The expression “big data” leads to some pretty reasonable assumptions: 1) you need huge volumes of data for machine learning and 2) more is more. Neither is particularly helpful in healthcare.

We usually deal with smaller sets of rich but messy data (sample sizes in the hundreds or thousands). 10k rows vs 10M rows of claims data tend to be equally useful (or useless) for most problems. Smaller sets of data that capture a patients’ condition, clinical concerns, and actions are more useful than billions of row of data captured elsewhere that are used to create generic models for “average” patients. In healthcare the opportunity is about making the most of relevant data.

Ex. We’re helping a surgical hospital identify patients that are likely to have longer lengths of stay post laminectomy using only the data they’ll have at decision time, pre-operative surveys. 70% of these surveys are free text, the rest is likert scale data (1 to 5). We have 429 cases to learn from. The results beat claims-based approaches but also the validated measures of acuity used by surgeons today (ASA scores). Unlike standard scores where most everyone is a 3 or 4, we can offer back lists of people that we’re 95% confident will have longer stays, and 85%, and so on to inform decision making*. I’d be thrilled to have more relevant data and we’re working on getting better pre- & post-op info based on this experience. But that’s a very different approach than “big data” implies.

Point-per-instance localization data
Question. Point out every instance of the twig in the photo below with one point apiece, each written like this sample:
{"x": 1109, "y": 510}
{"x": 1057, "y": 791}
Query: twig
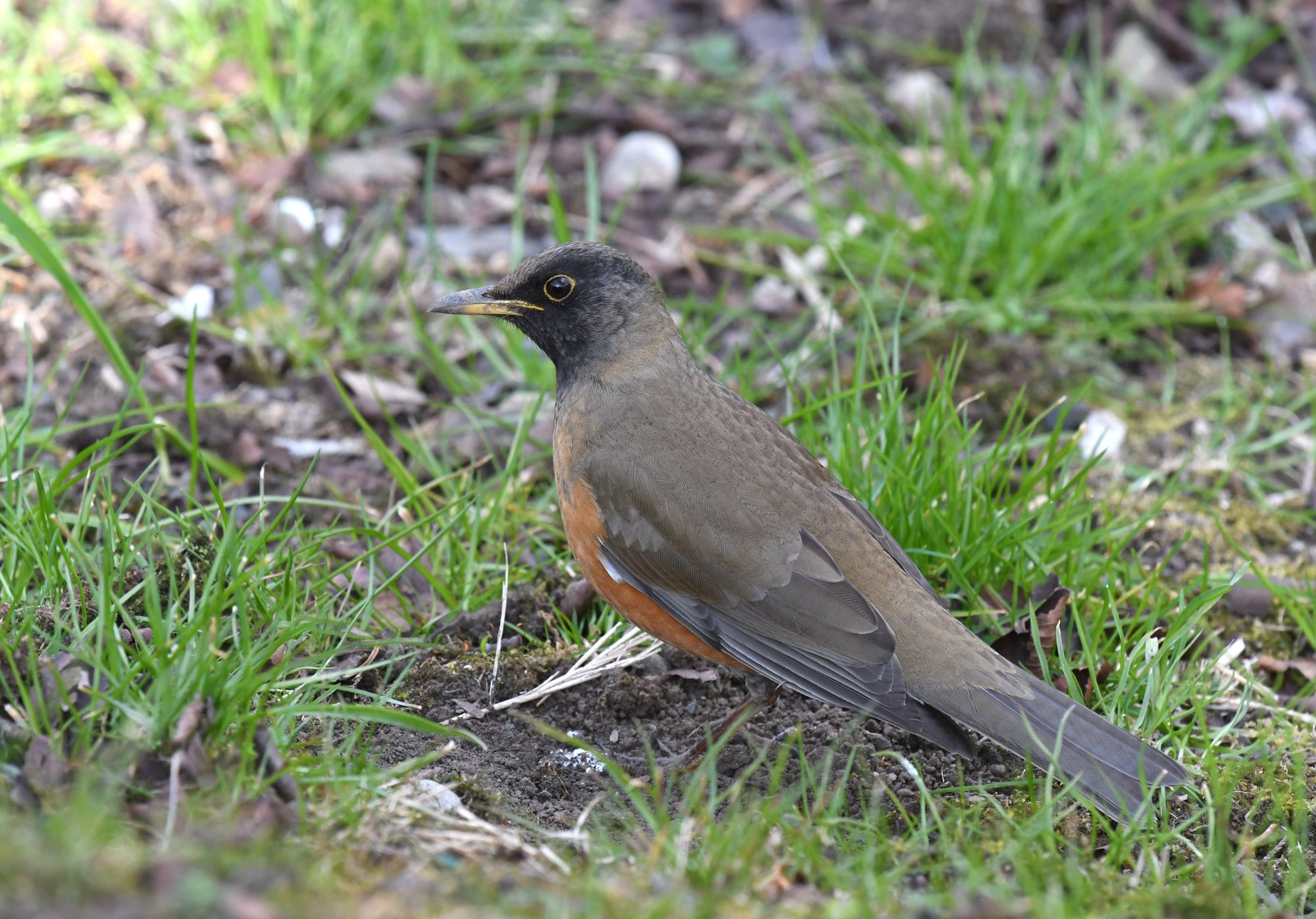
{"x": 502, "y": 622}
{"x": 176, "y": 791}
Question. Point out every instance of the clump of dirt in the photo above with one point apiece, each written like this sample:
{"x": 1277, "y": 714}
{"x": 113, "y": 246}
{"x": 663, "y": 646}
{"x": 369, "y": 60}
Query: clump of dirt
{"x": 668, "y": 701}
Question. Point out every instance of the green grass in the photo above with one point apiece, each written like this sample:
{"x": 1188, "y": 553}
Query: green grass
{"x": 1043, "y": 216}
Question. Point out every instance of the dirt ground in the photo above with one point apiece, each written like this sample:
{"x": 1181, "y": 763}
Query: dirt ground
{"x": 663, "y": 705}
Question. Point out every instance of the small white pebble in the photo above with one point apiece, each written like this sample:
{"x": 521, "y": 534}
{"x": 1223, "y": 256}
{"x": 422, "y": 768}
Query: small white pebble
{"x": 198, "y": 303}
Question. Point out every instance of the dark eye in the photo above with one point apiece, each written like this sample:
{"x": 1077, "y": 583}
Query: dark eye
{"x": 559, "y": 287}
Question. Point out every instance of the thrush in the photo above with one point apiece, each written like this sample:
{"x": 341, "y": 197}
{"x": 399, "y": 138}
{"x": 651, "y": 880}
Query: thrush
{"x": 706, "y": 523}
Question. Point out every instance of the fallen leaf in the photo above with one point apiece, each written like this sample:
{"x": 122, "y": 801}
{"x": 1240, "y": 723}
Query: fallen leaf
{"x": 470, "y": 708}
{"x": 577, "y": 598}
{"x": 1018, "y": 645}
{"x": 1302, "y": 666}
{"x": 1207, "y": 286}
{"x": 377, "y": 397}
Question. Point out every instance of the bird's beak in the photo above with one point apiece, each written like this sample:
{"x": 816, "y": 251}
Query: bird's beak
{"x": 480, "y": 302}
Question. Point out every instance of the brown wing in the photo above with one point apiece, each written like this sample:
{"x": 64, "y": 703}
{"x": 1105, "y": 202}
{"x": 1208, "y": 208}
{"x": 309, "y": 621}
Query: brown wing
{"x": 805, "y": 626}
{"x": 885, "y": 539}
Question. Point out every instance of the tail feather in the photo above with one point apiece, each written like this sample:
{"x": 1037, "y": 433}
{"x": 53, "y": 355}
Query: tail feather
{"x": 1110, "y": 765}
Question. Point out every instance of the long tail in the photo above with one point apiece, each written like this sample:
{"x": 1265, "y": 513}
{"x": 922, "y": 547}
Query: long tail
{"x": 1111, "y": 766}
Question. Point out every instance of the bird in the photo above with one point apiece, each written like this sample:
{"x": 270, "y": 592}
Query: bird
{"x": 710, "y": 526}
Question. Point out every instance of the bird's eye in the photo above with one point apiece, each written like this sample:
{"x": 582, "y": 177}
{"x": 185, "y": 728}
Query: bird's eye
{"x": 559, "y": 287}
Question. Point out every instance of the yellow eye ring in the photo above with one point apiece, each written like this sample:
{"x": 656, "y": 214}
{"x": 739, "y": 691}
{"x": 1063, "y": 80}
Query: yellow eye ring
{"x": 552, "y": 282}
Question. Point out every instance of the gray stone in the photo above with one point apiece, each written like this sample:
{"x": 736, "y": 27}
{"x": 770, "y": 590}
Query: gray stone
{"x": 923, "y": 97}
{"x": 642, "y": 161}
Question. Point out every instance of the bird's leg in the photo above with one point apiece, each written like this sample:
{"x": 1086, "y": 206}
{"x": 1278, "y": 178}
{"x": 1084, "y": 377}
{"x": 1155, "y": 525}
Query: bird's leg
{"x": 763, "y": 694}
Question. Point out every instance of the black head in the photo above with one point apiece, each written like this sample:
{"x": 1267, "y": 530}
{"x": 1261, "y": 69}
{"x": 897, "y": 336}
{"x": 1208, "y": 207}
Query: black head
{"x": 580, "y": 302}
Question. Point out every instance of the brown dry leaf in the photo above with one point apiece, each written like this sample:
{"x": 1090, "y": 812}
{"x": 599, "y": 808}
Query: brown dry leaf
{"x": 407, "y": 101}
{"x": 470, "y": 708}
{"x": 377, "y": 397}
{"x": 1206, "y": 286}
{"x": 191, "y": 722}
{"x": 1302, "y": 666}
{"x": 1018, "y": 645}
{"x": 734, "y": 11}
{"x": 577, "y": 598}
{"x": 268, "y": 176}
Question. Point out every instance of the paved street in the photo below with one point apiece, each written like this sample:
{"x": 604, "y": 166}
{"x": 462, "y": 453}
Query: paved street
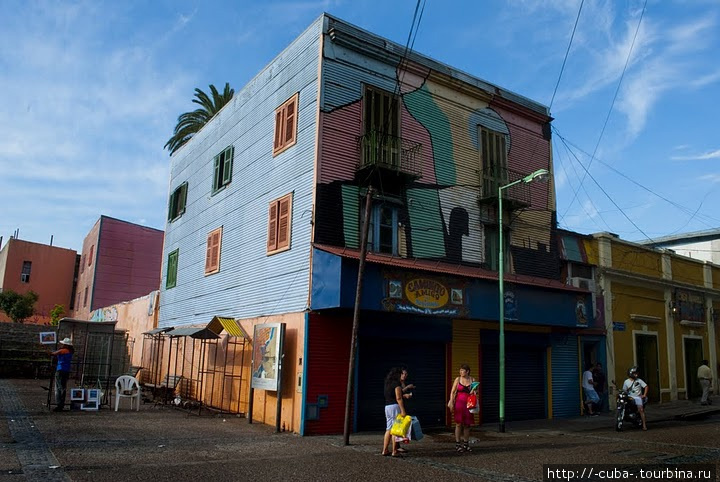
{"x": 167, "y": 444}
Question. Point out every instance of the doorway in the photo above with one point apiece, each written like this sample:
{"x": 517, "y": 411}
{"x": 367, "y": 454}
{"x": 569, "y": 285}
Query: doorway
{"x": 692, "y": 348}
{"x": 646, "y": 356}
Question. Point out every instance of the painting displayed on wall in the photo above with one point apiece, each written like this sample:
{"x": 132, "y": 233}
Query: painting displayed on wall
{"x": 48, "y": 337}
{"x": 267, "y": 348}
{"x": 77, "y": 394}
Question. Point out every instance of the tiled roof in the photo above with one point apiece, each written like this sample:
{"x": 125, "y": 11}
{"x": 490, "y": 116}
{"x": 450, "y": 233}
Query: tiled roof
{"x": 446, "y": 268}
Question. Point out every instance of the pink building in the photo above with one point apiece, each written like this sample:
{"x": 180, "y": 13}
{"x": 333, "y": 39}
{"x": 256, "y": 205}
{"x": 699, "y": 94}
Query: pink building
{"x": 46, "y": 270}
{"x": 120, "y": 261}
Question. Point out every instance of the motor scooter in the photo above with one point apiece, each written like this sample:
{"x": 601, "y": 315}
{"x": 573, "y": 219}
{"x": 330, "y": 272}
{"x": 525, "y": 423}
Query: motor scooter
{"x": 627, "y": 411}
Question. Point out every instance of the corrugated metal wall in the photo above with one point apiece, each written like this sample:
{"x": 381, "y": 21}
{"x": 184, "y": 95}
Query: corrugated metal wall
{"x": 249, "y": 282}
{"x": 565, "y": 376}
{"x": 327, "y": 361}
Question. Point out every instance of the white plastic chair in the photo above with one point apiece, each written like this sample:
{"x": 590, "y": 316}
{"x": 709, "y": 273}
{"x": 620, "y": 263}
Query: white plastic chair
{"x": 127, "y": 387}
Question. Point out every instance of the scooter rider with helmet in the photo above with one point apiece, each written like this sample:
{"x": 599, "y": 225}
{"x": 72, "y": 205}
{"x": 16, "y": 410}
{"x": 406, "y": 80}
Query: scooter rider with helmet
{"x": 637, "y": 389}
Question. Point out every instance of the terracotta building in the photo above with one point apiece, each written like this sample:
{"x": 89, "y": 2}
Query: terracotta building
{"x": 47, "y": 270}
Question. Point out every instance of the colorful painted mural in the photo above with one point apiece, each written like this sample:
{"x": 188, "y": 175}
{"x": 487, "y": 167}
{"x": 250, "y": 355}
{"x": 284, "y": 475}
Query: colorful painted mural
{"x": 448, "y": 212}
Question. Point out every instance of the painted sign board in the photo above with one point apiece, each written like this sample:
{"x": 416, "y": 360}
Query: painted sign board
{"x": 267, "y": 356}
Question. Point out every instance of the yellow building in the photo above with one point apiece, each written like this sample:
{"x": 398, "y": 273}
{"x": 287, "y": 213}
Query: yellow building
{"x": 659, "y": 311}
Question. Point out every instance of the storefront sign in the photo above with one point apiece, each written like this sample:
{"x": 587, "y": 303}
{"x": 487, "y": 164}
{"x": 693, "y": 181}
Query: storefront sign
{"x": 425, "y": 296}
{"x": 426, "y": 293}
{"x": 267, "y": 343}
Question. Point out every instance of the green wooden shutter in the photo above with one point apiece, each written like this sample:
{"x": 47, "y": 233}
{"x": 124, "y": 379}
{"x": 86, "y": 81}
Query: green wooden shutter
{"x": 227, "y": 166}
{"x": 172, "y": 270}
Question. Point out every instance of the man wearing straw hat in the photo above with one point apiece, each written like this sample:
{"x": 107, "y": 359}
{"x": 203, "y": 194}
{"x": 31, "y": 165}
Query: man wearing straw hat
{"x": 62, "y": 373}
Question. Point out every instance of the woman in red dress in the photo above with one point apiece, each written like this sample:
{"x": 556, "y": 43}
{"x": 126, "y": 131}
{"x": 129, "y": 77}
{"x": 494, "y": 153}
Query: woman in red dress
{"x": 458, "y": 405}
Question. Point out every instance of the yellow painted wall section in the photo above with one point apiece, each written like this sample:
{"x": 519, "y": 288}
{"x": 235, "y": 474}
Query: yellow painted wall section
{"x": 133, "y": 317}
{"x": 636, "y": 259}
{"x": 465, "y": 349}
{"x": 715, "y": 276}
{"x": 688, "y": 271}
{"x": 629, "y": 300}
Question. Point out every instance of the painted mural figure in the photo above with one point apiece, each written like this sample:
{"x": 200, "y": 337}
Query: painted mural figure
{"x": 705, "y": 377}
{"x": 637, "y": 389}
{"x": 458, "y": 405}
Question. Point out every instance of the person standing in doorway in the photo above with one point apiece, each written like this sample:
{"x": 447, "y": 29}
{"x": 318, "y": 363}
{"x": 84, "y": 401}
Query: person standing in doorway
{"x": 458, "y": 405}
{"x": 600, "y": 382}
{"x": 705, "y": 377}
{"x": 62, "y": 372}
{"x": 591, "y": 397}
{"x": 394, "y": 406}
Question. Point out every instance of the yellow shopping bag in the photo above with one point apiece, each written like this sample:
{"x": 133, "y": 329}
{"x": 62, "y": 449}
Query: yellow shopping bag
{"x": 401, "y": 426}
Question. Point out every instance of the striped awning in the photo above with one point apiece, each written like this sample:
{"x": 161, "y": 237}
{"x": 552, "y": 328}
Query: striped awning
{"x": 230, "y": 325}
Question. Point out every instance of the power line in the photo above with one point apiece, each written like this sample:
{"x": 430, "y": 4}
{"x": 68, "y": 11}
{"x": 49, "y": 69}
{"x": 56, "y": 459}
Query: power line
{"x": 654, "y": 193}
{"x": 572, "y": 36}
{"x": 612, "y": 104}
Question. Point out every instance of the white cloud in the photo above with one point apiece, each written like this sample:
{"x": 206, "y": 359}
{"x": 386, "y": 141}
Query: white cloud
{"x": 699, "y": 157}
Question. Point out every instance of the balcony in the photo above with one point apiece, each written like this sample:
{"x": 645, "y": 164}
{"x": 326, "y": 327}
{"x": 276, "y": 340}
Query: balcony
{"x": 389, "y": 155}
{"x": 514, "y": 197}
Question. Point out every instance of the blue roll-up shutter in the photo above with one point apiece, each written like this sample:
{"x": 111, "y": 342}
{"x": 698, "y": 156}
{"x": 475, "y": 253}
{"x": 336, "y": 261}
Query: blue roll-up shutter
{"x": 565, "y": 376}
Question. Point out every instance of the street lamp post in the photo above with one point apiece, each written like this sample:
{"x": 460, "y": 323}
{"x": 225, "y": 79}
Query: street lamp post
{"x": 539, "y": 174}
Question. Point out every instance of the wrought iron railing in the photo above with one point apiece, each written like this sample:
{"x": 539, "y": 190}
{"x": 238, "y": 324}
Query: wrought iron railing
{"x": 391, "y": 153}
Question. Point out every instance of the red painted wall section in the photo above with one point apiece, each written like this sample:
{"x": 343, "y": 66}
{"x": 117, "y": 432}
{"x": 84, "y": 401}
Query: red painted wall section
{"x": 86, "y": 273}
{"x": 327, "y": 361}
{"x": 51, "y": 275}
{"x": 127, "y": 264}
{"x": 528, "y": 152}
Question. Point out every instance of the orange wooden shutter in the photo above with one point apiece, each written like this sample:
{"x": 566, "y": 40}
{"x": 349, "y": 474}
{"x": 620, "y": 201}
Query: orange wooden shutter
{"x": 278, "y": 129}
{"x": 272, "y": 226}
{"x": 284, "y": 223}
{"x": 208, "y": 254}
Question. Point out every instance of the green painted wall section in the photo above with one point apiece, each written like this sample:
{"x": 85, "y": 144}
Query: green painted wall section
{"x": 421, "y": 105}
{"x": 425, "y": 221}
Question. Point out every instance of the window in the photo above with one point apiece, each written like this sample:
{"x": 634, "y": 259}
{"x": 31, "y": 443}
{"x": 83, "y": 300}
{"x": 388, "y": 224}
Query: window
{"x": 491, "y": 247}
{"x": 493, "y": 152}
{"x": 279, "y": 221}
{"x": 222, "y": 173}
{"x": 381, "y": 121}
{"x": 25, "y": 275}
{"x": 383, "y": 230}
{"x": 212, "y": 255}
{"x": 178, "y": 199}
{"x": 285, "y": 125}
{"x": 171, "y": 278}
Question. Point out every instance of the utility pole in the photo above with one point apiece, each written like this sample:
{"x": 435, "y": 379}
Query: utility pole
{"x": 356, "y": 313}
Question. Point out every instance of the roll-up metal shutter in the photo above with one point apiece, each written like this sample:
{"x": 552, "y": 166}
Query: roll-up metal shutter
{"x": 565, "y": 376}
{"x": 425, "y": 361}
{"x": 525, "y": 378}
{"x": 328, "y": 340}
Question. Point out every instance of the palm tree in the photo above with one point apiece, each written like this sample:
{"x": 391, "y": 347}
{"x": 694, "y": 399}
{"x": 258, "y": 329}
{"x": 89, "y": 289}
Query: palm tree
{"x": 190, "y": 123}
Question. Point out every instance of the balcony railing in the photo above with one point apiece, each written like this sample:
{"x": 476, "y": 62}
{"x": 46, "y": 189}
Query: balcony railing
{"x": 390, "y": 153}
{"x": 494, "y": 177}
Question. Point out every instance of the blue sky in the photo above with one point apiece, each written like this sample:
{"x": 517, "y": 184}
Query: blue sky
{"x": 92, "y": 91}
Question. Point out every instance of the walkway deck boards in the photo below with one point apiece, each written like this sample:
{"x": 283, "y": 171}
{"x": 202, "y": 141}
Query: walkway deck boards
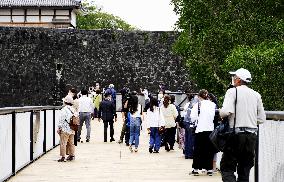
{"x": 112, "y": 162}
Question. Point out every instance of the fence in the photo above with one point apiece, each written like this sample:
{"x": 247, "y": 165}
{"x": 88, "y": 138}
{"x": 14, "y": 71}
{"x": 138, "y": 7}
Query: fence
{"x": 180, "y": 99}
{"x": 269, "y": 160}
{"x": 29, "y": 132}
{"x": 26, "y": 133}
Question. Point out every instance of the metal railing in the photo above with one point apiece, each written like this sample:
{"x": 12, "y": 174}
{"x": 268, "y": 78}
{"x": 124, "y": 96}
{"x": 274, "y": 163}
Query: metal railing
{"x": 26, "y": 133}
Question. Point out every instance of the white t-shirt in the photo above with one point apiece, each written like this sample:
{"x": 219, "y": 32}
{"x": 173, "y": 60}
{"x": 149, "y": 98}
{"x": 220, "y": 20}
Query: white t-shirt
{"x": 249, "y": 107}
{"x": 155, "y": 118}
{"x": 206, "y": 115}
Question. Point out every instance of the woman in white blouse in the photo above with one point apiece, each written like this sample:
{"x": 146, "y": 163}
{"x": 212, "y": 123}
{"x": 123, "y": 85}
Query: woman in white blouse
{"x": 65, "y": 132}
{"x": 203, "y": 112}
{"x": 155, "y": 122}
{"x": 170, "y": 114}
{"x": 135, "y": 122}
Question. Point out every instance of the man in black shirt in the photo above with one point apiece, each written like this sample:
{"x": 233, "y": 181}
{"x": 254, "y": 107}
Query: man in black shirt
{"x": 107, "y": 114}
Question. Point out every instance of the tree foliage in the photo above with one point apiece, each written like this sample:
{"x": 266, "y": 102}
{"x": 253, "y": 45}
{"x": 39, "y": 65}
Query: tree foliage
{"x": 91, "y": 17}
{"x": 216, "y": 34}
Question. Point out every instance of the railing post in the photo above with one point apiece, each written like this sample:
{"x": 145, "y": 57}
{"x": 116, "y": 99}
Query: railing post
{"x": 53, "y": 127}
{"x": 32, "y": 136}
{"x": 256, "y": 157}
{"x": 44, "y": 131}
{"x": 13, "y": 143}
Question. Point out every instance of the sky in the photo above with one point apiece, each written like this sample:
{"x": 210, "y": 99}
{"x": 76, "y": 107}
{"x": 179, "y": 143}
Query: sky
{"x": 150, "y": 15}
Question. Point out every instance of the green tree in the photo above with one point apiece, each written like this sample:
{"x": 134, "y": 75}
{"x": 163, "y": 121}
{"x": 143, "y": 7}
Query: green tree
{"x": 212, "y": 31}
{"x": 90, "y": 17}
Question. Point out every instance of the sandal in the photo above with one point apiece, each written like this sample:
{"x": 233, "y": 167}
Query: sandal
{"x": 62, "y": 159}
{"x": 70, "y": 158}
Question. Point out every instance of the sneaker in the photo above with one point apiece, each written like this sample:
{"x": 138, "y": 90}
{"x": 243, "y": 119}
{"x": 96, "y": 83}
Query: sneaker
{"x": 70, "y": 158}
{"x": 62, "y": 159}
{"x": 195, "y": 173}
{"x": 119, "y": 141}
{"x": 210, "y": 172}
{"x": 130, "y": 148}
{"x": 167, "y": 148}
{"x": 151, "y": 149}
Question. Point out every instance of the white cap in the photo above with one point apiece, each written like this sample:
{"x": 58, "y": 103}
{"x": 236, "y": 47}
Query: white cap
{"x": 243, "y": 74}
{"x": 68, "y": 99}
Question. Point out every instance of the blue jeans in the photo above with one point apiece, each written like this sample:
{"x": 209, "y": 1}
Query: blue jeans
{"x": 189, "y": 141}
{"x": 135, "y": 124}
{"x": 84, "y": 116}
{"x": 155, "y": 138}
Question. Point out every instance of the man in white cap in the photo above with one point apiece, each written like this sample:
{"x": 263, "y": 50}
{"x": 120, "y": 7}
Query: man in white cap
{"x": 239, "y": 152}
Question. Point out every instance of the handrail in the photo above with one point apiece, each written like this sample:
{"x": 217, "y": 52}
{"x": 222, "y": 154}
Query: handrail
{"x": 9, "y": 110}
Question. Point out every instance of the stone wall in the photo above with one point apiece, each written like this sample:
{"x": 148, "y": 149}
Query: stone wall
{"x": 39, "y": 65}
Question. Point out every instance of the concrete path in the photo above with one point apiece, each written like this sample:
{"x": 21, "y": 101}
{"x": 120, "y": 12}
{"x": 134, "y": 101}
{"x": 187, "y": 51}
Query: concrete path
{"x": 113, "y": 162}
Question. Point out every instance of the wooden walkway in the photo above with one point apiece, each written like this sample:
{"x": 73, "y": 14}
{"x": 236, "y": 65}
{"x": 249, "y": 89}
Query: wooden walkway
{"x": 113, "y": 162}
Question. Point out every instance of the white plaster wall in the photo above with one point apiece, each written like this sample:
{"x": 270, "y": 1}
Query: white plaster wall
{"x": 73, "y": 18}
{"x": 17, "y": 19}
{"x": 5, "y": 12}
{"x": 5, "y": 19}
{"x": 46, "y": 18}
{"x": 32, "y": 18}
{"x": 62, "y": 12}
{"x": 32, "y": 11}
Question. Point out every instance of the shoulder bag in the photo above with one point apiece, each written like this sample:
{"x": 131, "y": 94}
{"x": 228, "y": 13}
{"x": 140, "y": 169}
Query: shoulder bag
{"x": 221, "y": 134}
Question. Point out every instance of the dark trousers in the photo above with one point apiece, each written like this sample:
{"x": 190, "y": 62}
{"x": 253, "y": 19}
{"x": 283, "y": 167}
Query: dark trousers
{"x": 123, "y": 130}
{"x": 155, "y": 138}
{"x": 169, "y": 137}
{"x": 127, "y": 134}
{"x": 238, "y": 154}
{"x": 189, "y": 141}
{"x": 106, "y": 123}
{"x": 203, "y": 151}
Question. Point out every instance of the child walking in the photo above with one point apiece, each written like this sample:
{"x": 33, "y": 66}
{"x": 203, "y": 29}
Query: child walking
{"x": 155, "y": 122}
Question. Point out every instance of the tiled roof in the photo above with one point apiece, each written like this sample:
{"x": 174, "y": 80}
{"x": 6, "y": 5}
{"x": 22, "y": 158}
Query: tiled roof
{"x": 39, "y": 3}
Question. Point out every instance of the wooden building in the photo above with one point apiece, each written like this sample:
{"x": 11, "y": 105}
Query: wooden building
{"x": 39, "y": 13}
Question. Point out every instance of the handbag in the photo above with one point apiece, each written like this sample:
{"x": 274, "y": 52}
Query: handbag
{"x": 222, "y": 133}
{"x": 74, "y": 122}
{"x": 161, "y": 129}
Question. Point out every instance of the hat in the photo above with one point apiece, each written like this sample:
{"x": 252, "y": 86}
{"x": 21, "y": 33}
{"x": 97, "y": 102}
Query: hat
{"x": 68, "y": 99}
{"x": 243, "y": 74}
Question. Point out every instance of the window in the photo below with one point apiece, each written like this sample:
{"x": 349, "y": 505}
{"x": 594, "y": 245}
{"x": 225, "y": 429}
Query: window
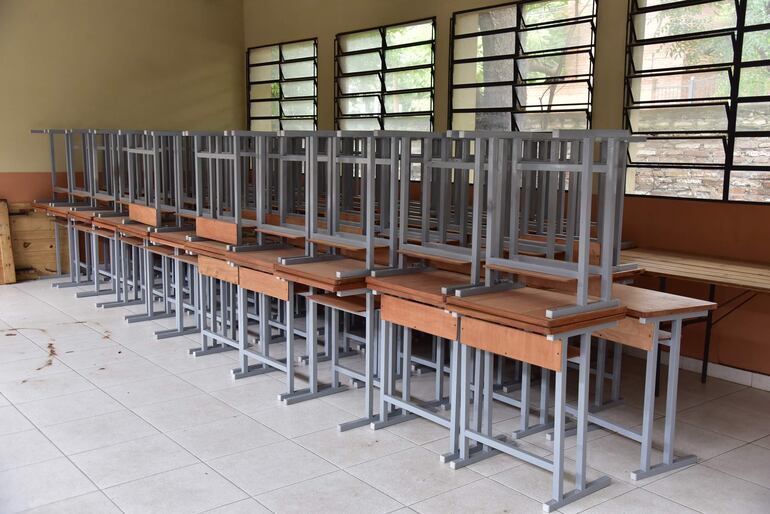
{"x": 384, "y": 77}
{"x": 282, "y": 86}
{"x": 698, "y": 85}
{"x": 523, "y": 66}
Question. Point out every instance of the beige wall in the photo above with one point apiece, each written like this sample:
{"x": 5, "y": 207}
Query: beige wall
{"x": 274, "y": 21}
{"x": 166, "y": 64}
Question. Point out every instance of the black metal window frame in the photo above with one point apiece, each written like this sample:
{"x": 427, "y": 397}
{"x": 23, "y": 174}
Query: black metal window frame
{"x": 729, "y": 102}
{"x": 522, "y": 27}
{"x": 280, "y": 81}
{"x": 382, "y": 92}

EXERCISE INSTRUCTIONS: Extend the piece about making the most of small, relevant data sets in healthcare, beginning right after its final sentence.

OUTPUT OF THE TASK:
One more example w even “smaller” data: We did work at the Dept of Veterans Affairs to determine if Vets w PTSD were receiving “best practice” care at reported rates. Here’s the link to the study. There we had therapy notes for 300 cases.

Big takeaway: Those hoping to use their data to solve specific problems in healthcare would be better off focusing on how to make the most of the relevant (albeit messy) data they have access to versus gathering / formatting large collections of data with an “if we build it they will come” approach.

*I can share more details if helpful. Just trying to walk that fine line between making a point w experience versus blatant marketing.